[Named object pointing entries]
···

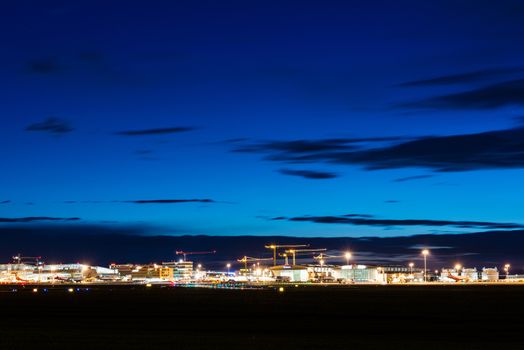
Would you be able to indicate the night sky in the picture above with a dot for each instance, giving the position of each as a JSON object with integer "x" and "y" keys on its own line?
{"x": 295, "y": 118}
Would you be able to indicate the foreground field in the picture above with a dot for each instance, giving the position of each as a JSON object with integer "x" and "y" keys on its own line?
{"x": 304, "y": 317}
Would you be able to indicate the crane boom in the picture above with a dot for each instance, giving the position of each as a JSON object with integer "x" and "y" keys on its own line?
{"x": 185, "y": 254}
{"x": 276, "y": 246}
{"x": 246, "y": 259}
{"x": 294, "y": 252}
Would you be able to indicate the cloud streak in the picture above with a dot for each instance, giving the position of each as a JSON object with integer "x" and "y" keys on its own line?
{"x": 309, "y": 174}
{"x": 157, "y": 131}
{"x": 507, "y": 93}
{"x": 364, "y": 221}
{"x": 463, "y": 78}
{"x": 169, "y": 201}
{"x": 411, "y": 178}
{"x": 500, "y": 149}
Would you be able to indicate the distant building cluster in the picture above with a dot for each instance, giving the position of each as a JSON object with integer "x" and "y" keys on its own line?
{"x": 254, "y": 270}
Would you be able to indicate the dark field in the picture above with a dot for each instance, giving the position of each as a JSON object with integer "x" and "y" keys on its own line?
{"x": 341, "y": 317}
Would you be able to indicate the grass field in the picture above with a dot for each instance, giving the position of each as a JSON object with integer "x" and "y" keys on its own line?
{"x": 304, "y": 317}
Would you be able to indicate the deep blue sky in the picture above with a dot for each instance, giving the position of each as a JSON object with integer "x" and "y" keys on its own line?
{"x": 273, "y": 95}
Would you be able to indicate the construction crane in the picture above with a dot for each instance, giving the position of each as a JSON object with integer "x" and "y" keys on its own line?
{"x": 274, "y": 247}
{"x": 185, "y": 254}
{"x": 247, "y": 259}
{"x": 294, "y": 252}
{"x": 19, "y": 259}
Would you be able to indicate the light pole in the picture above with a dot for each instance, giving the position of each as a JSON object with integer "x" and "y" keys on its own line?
{"x": 425, "y": 253}
{"x": 458, "y": 267}
{"x": 348, "y": 257}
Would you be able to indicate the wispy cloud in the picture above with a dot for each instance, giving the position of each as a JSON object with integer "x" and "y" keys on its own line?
{"x": 500, "y": 149}
{"x": 364, "y": 221}
{"x": 169, "y": 201}
{"x": 309, "y": 174}
{"x": 411, "y": 178}
{"x": 508, "y": 93}
{"x": 51, "y": 125}
{"x": 157, "y": 131}
{"x": 462, "y": 78}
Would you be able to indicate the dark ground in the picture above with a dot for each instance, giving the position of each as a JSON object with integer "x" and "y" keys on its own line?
{"x": 340, "y": 317}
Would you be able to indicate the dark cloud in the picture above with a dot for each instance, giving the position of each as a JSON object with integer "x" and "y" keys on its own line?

···

» REQUIRED TASK:
Transcribe the complete set of entries verbatim. No pictures belong in the copy.

» PROBLEM SOLUTION:
Would you be able to indicate the night sky in the picture above with a dot for each instance, giving the position of each as a JSON object with integer "x" and "y" keys on its own line?
{"x": 295, "y": 118}
Would you be able to indicate the foreground field in the picture above with a dot for each instance, giving the position of each as a JSON object with integer "x" and "y" keys on its own line?
{"x": 304, "y": 317}
Would you be able to indicate the crane boom in the picture above with a dot for each instance, giving the position of each as a JSON object with integer "x" and "y" keys on its own line?
{"x": 185, "y": 254}
{"x": 276, "y": 246}
{"x": 246, "y": 259}
{"x": 294, "y": 252}
Would you be able to indicate the cloud streak in the picture above with a dot for each instance, giving the position of each as a JSON object with integer "x" and "y" keys on its own line?
{"x": 309, "y": 174}
{"x": 157, "y": 131}
{"x": 507, "y": 93}
{"x": 364, "y": 221}
{"x": 463, "y": 78}
{"x": 169, "y": 201}
{"x": 411, "y": 178}
{"x": 500, "y": 149}
Would you be able to indicate the distant building cluster in the picture above with a dot for each instance, giving the position of each as a JSON object with integer "x" and "y" keys on its own line?
{"x": 254, "y": 270}
Would you be able to indicate the dark field in the picture above with a dot for each instance, giving the position of each as a JSON object with integer "x" and "y" keys on its own line?
{"x": 341, "y": 317}
Would you be able to indicate the grass field in the picture above with a dot for each instance, giving the position of each as a JSON object with integer "x" and "y" keys on its own line?
{"x": 304, "y": 317}
Would you be able to indicate the deep blue sky in the picture above with a dot for each instance, giving the position of each as a JSON object with integer "x" and "y" keys on its own line?
{"x": 273, "y": 95}
Would you be able to indicate the construction crane in the picture above with a dot for each instance, giving the position of each as a JSON object with integer "x" and "y" keys on its own line?
{"x": 274, "y": 247}
{"x": 185, "y": 254}
{"x": 247, "y": 259}
{"x": 294, "y": 252}
{"x": 19, "y": 259}
Would you be able to indicate the light pole in the picture above with a dot for each instance, giving the position of each as a JSON object with integer "x" and "y" keys on its own line?
{"x": 425, "y": 253}
{"x": 458, "y": 267}
{"x": 348, "y": 257}
Would you be able to indicate the wispy cloud in the picture above with a dot for each instance, giving the position of each as a JSON object with integer "x" and "y" keys on its own line?
{"x": 500, "y": 149}
{"x": 364, "y": 221}
{"x": 169, "y": 201}
{"x": 309, "y": 174}
{"x": 411, "y": 178}
{"x": 508, "y": 93}
{"x": 51, "y": 125}
{"x": 157, "y": 131}
{"x": 462, "y": 78}
Would you be able to indicate the dark ground in the picture above with a dot for each instance, giving the position of each as a JSON object with integer "x" and "y" keys on its own line?
{"x": 340, "y": 317}
Would you be able to indicate the dark cloud in the picture above with a dot for each instance, giving the position of each as a JSON object with integer "x" and "y" keys on its own line?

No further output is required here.